== TASK LIST ==
- 1) In the lentivirus forum exchange, why does the reply say cotransfecting the packaging plasmids won't work?
- 2) Please carry on the lentivirus forum exchange from its last sentence.

== TEXT FOR ANALYSIS ==
● ● ● ● ● ● ●
I got some lentivirus from another lab and was wondering if it is possible to amplify the virus by ourselves? and how?

 

Although the virus is replication defective, what if we cotransfect the packaging genes to  HEK cells during infection? would it work?

 

thanks in advance for helping!

-Sharkie_green-

If I understand you correctly, you have obtained viral particles and are asking if you can propagate them, like what is possible for adenovirus?  

This will not work with replication incompetent lentivirus because it integrates with a non-functional 5' LTR (the result of deleting the U3 region of the 3' LTR).  Hence you won't have transcription of the viral genome and cotransfecting the packaging plasmids won't do much.
● ● ● ● ● ● ●
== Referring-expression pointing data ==
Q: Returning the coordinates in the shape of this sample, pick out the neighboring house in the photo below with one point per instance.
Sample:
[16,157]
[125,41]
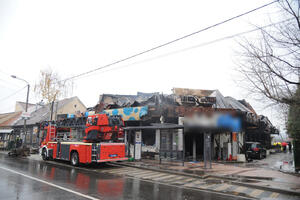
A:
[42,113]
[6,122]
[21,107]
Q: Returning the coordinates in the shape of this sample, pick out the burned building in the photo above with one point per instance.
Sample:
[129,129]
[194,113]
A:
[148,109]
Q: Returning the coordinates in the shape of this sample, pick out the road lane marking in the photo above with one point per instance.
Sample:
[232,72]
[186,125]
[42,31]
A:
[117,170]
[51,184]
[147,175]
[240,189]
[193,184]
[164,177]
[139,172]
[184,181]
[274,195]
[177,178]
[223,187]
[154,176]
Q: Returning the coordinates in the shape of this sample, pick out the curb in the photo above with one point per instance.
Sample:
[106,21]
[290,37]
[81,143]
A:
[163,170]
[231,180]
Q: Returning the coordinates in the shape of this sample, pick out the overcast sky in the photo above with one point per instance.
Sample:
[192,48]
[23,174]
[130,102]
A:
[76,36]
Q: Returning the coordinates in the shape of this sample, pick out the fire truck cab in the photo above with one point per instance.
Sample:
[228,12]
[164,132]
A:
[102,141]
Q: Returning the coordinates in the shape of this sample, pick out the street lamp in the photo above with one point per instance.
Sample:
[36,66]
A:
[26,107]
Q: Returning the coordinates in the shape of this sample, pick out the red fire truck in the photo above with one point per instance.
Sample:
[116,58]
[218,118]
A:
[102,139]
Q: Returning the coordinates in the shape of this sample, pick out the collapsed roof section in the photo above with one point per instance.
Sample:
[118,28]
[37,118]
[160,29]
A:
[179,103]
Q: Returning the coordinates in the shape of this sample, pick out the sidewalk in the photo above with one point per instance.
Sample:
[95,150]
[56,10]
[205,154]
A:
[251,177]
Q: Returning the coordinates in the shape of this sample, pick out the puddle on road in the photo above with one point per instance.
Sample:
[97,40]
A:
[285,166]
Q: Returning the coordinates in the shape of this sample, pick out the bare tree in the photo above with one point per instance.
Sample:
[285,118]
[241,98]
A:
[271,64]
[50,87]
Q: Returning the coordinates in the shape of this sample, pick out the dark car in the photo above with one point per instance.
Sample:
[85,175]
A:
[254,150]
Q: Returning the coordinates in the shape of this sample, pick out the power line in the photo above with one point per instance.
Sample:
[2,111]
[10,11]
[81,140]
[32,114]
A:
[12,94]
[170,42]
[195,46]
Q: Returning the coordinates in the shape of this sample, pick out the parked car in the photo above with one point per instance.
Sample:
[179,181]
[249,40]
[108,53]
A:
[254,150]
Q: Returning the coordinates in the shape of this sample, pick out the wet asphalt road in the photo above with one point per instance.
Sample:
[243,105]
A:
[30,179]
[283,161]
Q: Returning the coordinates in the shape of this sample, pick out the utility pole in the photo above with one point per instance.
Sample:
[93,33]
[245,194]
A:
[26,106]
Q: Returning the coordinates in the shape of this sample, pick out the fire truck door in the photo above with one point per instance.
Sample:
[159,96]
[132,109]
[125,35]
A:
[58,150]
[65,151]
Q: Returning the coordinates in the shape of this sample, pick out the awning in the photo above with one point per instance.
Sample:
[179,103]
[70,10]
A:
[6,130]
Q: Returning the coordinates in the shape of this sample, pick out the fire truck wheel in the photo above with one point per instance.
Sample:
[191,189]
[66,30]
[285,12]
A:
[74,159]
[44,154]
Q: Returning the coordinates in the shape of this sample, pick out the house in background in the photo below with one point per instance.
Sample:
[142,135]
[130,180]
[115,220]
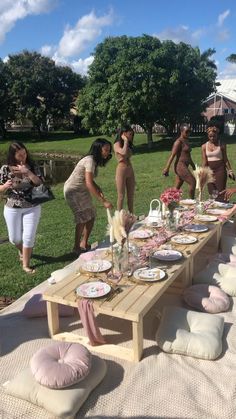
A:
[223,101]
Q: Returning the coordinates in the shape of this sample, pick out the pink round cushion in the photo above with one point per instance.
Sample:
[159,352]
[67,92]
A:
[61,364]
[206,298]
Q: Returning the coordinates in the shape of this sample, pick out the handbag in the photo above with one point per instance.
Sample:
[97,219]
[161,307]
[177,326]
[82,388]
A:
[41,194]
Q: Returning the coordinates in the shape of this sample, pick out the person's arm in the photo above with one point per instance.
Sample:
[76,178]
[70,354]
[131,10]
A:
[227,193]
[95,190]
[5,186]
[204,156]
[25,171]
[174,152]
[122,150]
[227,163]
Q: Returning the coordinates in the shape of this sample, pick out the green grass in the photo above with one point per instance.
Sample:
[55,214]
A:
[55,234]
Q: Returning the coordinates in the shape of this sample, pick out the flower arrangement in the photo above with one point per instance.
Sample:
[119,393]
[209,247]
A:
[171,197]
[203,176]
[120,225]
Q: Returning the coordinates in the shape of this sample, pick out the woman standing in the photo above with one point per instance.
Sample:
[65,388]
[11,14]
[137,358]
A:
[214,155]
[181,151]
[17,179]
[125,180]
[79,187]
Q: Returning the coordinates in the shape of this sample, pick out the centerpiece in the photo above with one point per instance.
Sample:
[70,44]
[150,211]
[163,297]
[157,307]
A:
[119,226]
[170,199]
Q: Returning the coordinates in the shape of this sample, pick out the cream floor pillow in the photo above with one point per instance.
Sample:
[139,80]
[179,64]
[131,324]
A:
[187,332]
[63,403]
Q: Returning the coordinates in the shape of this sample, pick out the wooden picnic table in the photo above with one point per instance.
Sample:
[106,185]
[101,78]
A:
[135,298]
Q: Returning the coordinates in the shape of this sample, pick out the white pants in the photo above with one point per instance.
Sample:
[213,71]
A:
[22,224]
● ● ● ● ● ● ●
== RESPONSES FOR EACH TASK ==
- 1) The replication-incompetent lentivirus integrates with a non-functional 5' LTR, so the viral genome isn't transcribed.

- 2)
Also consider that HIV is a retrovirus with an RNA genome.  It is this RNA genome that would need to be re-packaged into the new particles to generate virus.  In principle this *might* occur in a cell where all the constituent parts are available, but you'd be relying on the transfer of free RNA/unpackaged genomes into newly expressed viral envelope/packaging proteins.  I'm not an expert on this, but I would expect the resulting titer be low to none.  The level of available RNA genome in a given cell will be very low, because the copy number reflects the multiplicity of infection (MOI) used for the transduction.  In a general transduction, you're usually using an MOI of 3 or higher, depending on cell type.  The RNA genome counts per cell won't be anywhere near those produced by transfection of a plasmid with a functional 5' LTR.  You would, at maximum be limited by the amount of virus you put in... so you'd get no increase in virus over what you put in.

Virologists, feel free to correct me if I'm wrong here.